- _Lesetext_
* * * *
41/02 Passrecht Fremdenrecht;

Norm

AsylG 1991 §2 Abs3;
AsylG 1991 §2 Abs4;

Betreff

Der Verwaltungsgerichtshof hat durch den Vorsitzenden Senatspräsident Dr. Herberth und die Hofräte Dr. Kremla und Dr. Blaschek als Richter, im Beisein der Schriftführerin Mag. Mayer, über die Beschwerde des A in L, vertreten durch Dr. W, Rechtsanwalt in B, gegen den Bescheid des Bundesministers für Inneres vom 30. November 1993, Zl. 4.309.667/2-III/13/91, betreffend Asylgewährung, zu Recht erkannt:

Spruch

Die Beschwerde wird als unbegründet abgewiesen.

Der Beschwerdeführer hat dem Bund Aufwendungen in der Höhe von S 565,-- binnen zwei Wochen bei sonstiger Exekution zu ersetzen.
* * * *
- _Bereitgestellte Einträge_

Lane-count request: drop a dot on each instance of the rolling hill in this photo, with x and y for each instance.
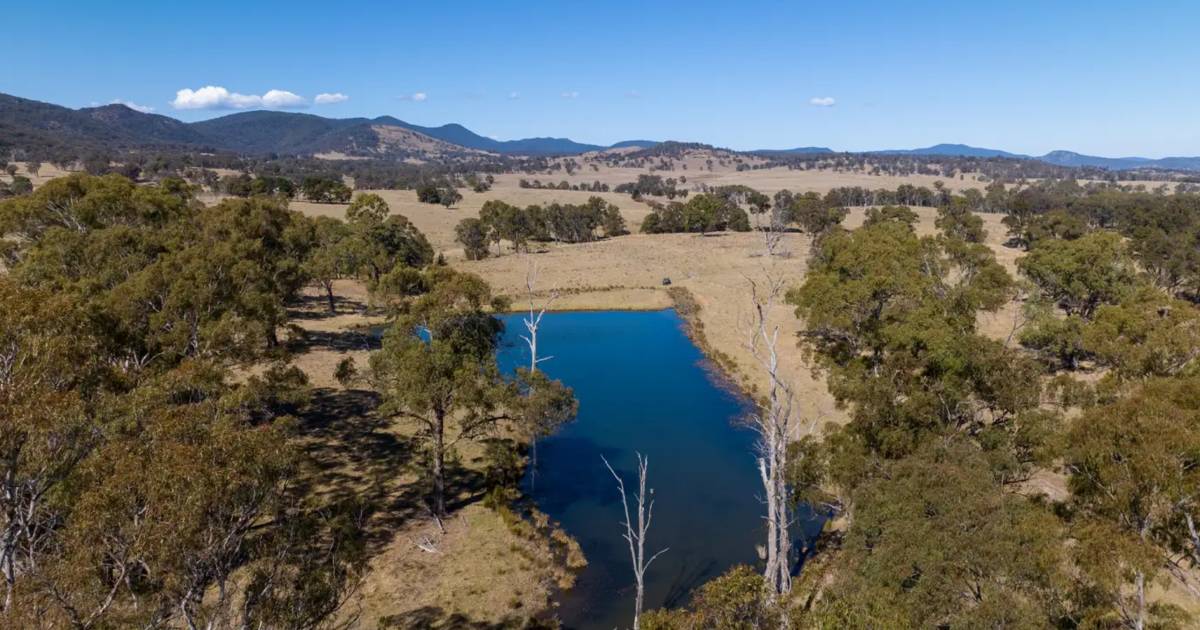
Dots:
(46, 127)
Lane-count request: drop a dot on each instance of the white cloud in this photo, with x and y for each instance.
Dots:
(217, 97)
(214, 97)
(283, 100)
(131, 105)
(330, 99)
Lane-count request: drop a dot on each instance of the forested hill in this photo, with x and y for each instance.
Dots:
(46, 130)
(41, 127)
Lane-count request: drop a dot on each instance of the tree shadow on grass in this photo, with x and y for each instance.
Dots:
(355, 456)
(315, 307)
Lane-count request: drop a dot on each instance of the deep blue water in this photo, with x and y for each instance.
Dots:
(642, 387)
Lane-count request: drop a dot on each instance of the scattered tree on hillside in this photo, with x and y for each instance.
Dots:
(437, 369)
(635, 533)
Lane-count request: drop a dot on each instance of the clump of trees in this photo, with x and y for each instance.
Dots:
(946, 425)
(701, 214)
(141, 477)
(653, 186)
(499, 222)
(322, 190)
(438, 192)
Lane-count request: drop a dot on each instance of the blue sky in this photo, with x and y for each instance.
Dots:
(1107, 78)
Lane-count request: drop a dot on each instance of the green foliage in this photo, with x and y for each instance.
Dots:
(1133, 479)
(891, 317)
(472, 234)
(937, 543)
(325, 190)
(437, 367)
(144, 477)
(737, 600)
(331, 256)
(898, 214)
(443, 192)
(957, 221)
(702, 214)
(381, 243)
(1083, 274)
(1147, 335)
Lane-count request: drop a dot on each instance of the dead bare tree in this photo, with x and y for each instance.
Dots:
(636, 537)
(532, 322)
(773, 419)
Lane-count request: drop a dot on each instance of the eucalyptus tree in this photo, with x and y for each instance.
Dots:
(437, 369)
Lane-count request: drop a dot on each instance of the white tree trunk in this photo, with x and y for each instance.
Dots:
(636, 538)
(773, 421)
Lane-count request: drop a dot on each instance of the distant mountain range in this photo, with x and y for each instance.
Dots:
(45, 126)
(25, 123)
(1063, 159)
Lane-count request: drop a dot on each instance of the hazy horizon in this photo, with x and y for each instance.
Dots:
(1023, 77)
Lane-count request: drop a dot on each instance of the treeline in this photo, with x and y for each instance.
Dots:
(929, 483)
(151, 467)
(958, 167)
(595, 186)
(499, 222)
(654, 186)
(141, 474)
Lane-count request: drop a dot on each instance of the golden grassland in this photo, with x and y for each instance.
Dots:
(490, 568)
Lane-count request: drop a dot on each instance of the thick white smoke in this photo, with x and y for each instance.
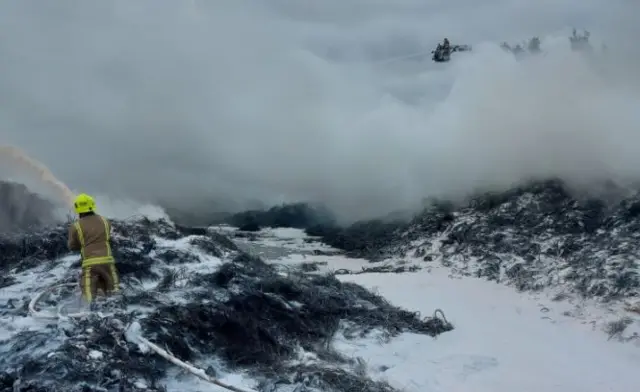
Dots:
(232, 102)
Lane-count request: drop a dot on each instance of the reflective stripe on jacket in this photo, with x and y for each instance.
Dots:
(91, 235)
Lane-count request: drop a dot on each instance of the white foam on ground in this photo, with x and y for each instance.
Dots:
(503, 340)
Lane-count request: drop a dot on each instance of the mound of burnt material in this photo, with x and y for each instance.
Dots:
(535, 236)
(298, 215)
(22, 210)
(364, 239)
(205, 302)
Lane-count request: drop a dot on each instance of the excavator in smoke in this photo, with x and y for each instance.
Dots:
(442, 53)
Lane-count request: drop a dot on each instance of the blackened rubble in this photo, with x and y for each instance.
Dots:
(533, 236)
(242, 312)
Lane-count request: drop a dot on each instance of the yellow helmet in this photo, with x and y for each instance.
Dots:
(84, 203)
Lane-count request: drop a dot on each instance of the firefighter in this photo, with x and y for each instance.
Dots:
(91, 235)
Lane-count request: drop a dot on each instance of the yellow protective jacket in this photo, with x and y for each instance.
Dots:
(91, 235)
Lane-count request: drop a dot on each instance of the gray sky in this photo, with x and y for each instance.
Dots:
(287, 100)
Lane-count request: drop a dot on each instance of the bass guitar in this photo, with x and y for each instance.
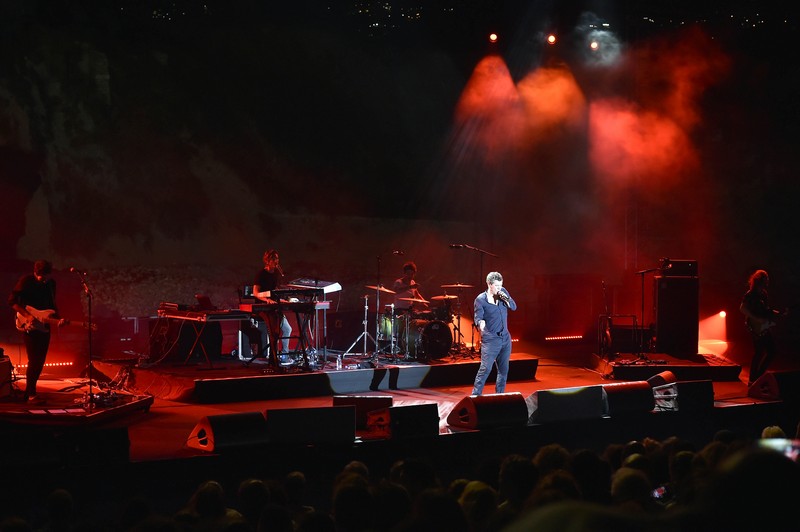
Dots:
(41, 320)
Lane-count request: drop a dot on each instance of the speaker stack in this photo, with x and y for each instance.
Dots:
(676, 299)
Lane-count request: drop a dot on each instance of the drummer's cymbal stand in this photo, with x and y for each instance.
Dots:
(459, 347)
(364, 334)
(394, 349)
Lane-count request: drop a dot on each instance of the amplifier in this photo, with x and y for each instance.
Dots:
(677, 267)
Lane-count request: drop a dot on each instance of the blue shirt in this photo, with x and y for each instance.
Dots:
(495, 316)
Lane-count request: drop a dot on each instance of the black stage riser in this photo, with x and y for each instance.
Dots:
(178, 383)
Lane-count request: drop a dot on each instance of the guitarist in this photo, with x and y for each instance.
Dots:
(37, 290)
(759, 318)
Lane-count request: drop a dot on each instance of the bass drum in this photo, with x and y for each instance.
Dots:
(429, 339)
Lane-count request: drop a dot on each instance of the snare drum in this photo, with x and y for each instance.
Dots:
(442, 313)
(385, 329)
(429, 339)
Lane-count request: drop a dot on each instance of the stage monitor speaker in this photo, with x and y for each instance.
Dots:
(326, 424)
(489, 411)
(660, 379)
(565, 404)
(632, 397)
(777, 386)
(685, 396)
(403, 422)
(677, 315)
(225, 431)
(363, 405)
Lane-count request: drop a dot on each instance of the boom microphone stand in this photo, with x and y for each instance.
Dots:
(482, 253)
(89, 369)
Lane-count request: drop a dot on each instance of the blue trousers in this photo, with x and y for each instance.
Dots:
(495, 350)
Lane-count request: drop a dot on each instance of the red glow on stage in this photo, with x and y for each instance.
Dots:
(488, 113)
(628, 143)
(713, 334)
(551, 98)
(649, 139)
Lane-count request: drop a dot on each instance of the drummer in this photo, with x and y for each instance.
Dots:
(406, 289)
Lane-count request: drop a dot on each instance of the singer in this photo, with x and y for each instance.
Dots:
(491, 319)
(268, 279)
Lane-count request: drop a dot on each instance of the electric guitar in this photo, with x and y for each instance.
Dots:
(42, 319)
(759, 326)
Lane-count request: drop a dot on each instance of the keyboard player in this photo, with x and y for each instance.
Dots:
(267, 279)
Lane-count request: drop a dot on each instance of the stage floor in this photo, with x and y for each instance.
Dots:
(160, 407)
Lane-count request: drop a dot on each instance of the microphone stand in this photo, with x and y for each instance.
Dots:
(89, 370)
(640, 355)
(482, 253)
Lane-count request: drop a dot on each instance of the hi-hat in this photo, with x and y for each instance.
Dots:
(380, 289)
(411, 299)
* * * *
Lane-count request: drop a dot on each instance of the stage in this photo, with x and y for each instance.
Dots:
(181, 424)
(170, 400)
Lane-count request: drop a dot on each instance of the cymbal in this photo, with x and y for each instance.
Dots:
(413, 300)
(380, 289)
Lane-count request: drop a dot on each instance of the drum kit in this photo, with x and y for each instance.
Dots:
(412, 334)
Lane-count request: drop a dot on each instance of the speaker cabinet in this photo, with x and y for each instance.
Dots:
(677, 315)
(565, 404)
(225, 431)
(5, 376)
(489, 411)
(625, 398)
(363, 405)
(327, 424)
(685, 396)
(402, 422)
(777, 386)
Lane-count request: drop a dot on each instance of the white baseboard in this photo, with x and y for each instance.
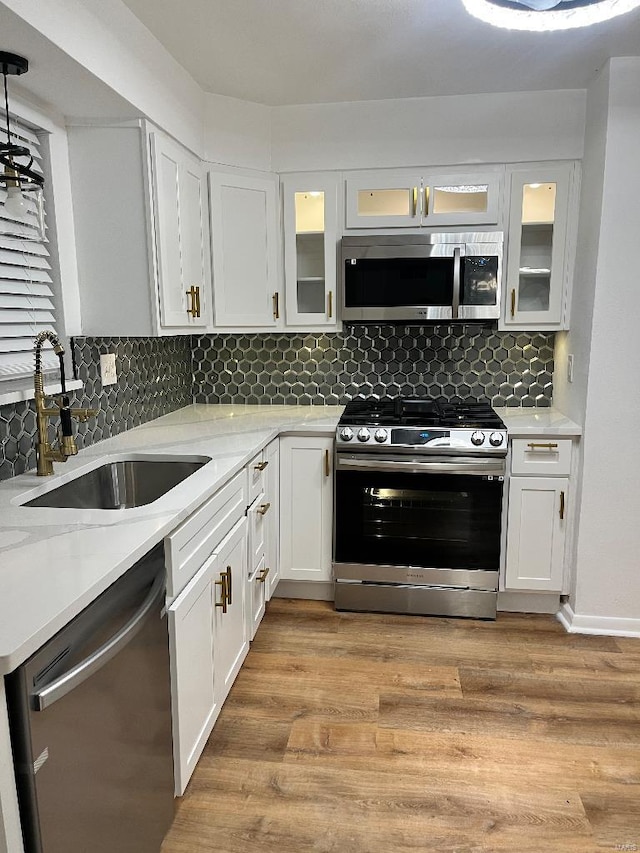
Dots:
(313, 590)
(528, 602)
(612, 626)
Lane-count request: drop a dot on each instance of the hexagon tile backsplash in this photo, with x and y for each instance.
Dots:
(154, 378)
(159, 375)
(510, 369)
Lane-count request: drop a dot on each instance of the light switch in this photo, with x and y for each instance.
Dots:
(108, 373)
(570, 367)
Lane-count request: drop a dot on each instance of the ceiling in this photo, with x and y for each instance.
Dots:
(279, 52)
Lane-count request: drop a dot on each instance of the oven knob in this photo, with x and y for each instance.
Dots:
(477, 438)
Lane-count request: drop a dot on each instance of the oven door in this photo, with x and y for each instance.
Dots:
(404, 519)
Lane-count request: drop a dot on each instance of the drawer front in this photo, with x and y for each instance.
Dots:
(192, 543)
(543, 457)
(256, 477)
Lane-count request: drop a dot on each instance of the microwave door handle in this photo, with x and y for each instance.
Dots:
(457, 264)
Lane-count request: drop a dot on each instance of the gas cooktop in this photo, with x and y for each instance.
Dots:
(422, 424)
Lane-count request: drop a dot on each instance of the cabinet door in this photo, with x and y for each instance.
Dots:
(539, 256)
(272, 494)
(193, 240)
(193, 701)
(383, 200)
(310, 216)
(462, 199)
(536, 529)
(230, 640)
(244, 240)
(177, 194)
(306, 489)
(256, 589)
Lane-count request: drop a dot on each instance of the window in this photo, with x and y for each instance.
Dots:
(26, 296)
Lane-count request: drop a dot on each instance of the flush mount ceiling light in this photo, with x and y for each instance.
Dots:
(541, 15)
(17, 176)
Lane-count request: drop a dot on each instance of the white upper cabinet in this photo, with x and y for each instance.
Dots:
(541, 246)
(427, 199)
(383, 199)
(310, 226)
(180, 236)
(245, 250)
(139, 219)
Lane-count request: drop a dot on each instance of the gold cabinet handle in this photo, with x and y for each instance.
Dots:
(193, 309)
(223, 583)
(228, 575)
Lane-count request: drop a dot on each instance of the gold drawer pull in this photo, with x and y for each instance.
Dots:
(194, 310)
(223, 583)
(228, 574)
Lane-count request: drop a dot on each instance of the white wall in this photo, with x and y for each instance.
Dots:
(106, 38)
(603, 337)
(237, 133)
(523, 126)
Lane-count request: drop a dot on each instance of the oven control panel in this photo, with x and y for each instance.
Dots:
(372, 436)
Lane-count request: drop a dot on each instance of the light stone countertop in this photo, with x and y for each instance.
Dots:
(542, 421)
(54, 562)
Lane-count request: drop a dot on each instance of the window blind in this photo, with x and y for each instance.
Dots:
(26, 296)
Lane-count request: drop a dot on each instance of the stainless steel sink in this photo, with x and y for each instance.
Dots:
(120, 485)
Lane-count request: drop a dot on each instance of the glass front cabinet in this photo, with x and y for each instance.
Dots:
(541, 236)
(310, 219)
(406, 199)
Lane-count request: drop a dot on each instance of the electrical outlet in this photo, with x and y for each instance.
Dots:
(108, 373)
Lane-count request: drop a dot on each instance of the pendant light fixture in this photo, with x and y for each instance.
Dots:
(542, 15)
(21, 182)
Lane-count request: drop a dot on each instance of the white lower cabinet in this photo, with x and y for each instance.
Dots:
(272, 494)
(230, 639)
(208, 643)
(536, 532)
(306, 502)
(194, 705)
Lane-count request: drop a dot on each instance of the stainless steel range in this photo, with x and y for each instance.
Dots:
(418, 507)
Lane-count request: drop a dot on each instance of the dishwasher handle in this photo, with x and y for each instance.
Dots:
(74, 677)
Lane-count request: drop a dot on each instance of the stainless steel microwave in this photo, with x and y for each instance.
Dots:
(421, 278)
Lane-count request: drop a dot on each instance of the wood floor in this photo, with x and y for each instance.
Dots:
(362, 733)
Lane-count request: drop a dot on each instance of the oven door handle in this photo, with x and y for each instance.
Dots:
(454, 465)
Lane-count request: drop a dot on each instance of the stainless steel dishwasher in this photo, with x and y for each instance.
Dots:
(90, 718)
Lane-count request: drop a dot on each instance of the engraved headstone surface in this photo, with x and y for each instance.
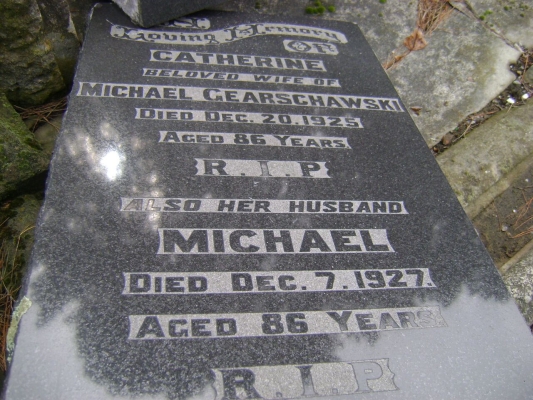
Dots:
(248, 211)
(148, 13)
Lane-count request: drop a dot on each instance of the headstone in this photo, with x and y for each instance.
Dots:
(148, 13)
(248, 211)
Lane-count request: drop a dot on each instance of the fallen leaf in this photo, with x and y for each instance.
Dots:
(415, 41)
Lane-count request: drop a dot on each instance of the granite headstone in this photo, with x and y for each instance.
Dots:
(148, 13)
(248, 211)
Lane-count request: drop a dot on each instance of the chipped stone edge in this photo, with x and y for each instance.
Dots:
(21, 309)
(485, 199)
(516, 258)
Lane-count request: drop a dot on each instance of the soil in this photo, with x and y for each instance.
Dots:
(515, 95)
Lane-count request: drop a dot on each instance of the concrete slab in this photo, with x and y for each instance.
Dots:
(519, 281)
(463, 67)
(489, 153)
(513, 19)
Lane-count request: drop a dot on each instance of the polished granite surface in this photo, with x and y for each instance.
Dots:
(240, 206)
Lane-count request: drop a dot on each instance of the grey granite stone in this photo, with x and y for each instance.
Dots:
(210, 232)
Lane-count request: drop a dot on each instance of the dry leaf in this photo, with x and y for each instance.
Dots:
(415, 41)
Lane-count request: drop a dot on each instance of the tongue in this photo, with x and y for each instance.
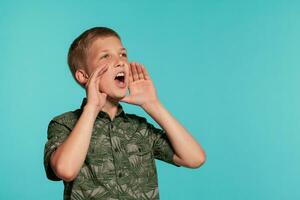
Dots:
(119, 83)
* * * *
- _Aufgaben_
**a)** Beantworte zur Entscheidung des Verwaltungsgerichtshofs diese Fragen:
(i) Wer führte in dem Verfahren den Vorsitz?
(ii) Von welcher Behörde stammt der angefochtene Bescheid, und von welchem Tag ist er?
(iii) Welchen Betrag muss der Beschwerdeführer dem Bund ersetzen, und innerhalb welcher Frist?
**b)** Schreibe aus der Entscheidung des Verwaltungsgerichtshofs den Abschnitt ab, der mit den Worten „Der Verwaltungsgerichtshof hat“ beginnt und mit „Exekution zu ersetzen.“ endet.
**c)** Führe die Entscheidung des Verwaltungsgerichtshofs im Anschluss an ihren letzten Satz fort.

- _Antworten im Einzelnen_
**a)**
(i) Senatspräsident Dr. Herberth
(ii) Vom Bundesminister für Inneres, vom 30. November 1993
(iii) S 565,-- binnen zwei Wochen

**b)**
Der Verwaltungsgerichtshof hat durch den Vorsitzenden Senatspräsident Dr. Herberth und die Hofräte Dr. Kremla und Dr. Blaschek als Richter, im Beisein der Schriftführerin Mag. Mayer, über die Beschwerde des A in L, vertreten durch Dr. W, Rechtsanwalt in B, gegen den Bescheid des Bundesministers für Inneres vom 30. November 1993, Zl. 4.309.667/2-III/13/91, betreffend Asylgewährung, zu Recht erkannt:

Spruch

Die Beschwerde wird als unbegründet abgewiesen.

Der Beschwerdeführer hat dem Bund Aufwendungen in der Höhe von S 565,-- binnen zwei Wochen bei sonstiger Exekution zu ersetzen.

**c)**
Begründung

Der Beschwerdeführer, ein türkischer Staatsangehöriger, ist aus der Schweiz kommend, am 8. Dezember 1990 in das Bundesgebiet eingereist und hat am 19. Dezember 1990 bei der Bezirkshauptmannschaft Bregenz einen Asylantrag gestellt.

Bei seiner niederschriftlich festgehaltenen Befragung durch die Sicherheitsdirektion für das Bundesland Vorarlberg am 21. Jänner 1991 hat der Beschwerdeführer unter anderem angegeben, er habe die Türkei im November 1989 verlassen, er sei über Österreich in die Schweiz gereist und habe in N (Schweiz) um Asyl angesucht; er sei dann in das Flüchtlingslager(-heim) "S" eingewiesen worden. Da sein Asylgesuch in der Schweiz abgelehnt worden sei, habe er sich entschlossen, nach Österreich zu reisen und hier einen Asylantrag zu stellen; anläßlich seiner Durchreise im Jahr 1989 habe er nicht gewußt, daß er in Österreich einen Asylantrag stellen hätte können.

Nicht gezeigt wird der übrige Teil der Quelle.